*Check your understanding:*
• 1. From the OCTDL article, copy word for word the part that opens with the words containing "Studies such as" and closes with "retinal diseases effectively.".
• 2. According to the OCTDL article, what system was used to take the OCT images in the dataset?

*Selected excerpt:*

-- Opening Marker --

OCTDL: An Open-Access OCT Dataset for Deep Learning in Ophthalmology

In an article published in the journal Nature, researchers introduced an open-access optical coherence tomography (OCT) dataset for image-based deep learning (DL) methods (OCTDL) consisting of over 2000 labeled OCT images of retinal diseases, including age-related macular degeneration (AMD), diabetic macular edema (DME), and other conditions.

Study: OCTDL: An Open-Access OCT Dataset for Deep Learning in Ophthalmology. Image Credit: Ociacia/Shutterstock
Study: OCTDL: An Open-Access OCT Dataset for Deep Learning in Ophthalmology. Image Credit: Ociacia/Shutterstock

The images were acquired using an Optovue Avanti RTVue XR and interpreted by an experienced retinal specialist. The paper applied DL classification techniques to the dataset for advancing the diagnosis and monitoring of ocular conditions.

Background

OCT is a non-invasive imaging modality critical in clinical ophthalmology for its ability to provide detailed cross-sectional images of the retina. Initially focused on imaging the macular area, OCT technology has since advanced to encompass the visualization of vascular structures and neural tissue. OCT works based on low coherent light interferometry, detecting backscattered near-infrared light to construct depth profiles of biological tissues.

Improved resolution and image quality have enabled OCT to monitor and diagnose sight-threatening ocular conditions, such as glaucoma, diabetic retinopathy, and AMD. Previous work in OCT research has led to the development of various open-access datasets and DL models for the classification and segmentation of retinal conditions.

Studies such as the Kermany dataset and other public datasets have provided extensive data on retinal pathologies. However, these datasets often focus on a limited range of diseases or lack comprehensive annotations for different pathological conditions. To address these gaps, this paper presented a new open-access dataset, OCTDL, comprising over 2000 OCT images labeled according to various retinal diseases and conditions.

The dataset included macular scans of AMD, DME, and other conditions, offering a rich resource for developing advanced DL models. By providing a diverse and well-annotated dataset, this work supported the progress of automatic processing and early disease detection, aiding in monitoring and managing retinal diseases effectively.

Methodological Approach for OCT Imaging and Retinal Disease Classification

This study investigated various retinal diseases using high-resolution OCT images, which provided detailed views of the retina's internal structures. The images were obtained using the Optovue Avanti RTVue XR system and subsequently analyzed by a team of trained medical students and experienced clinical specialists. The main diseases examined included AMD, DME, retinal vein occlusion (RVO), retinal artery occlusion (RAO), vitreomacular interface disease (VID), and epiretinal membrane (ERM).

In AMD, OCT images revealed the presence of drusen, which were rounded deposits between Bruch’s membrane and the retinal pigment epithelium (RPE). As AMD progressed, these drusen could lead to disruptions in the foveal architecture and potential fluid accumulation beneath the retina. DME was characterized by the presence of hard exudates, intraretinal fluid, and disorganization of retinal inner layers. These abnormalities could compromise visual acuity and signal potential barriers in the blood-retinal interface.

-- Closing Marker --

*Extracted entries:*
-- Opening Marker --

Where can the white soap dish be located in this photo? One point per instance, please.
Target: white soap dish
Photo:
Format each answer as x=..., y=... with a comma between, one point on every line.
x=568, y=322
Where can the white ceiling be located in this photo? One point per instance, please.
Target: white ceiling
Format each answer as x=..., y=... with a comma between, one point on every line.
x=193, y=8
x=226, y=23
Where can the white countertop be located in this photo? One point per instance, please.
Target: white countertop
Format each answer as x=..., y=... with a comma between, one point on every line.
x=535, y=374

-- Closing Marker --
-- Opening Marker --

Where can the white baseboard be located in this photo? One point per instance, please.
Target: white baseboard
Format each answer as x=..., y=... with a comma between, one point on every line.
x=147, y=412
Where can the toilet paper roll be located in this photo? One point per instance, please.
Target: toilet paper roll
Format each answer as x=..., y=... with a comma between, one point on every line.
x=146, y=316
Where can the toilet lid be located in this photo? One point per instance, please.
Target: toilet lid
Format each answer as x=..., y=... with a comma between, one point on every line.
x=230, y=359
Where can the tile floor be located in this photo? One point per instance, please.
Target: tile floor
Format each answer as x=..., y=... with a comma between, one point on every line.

-- Closing Marker --

*Answers by item:*
• 1.
Studies such as the Kermany dataset and other public datasets have provided extensive data on retinal pathologies. However, these datasets often focus on a limited range of diseases or lack comprehensive annotations for different pathological conditions. To address these gaps, this paper presented a new open-access dataset, OCTDL, comprising over 2000 OCT images labeled according to various retinal diseases and conditions.

The dataset included macular scans of AMD, DME, and other conditions, offering a rich resource for developing advanced DL models. By providing a diverse and well-annotated dataset, this work supported the progress of automatic processing and early disease detection, aiding in monitoring and managing retinal diseases effectively.

• 2. The Optovue Avanti RTVue XR